» What you should do: Extract each line from the entries below that contains the string "target".

» Supplied information:
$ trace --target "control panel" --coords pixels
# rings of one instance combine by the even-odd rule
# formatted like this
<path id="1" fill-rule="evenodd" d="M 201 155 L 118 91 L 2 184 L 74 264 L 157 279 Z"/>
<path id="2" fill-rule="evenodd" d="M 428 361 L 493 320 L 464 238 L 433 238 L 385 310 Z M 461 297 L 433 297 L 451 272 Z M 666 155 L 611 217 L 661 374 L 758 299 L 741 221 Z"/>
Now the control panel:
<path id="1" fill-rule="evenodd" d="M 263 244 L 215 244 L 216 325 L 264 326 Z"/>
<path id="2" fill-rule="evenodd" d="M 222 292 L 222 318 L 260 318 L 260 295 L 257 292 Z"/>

==

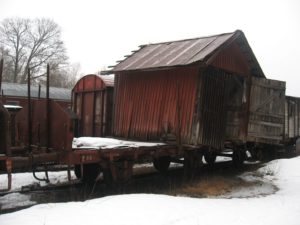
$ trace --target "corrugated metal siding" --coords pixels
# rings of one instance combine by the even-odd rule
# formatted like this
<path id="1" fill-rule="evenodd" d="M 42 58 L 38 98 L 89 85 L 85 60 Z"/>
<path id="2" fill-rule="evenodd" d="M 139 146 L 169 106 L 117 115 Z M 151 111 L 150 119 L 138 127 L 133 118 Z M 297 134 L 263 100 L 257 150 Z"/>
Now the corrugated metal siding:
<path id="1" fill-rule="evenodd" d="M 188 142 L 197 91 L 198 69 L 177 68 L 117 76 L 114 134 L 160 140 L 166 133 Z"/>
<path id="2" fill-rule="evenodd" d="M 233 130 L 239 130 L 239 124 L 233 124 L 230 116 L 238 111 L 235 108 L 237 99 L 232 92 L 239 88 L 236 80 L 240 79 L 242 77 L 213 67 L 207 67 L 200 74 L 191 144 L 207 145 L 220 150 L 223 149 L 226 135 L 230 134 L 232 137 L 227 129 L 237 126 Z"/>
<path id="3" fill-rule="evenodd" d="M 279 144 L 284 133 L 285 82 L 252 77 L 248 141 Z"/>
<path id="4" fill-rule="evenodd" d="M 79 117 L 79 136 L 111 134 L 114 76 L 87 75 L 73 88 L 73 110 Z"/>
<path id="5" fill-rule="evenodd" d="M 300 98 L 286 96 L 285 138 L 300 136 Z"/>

» Task solution:
$ trace --target "control panel" --coords pixels
$ trace --target "corrugated metal siding" --coords pixels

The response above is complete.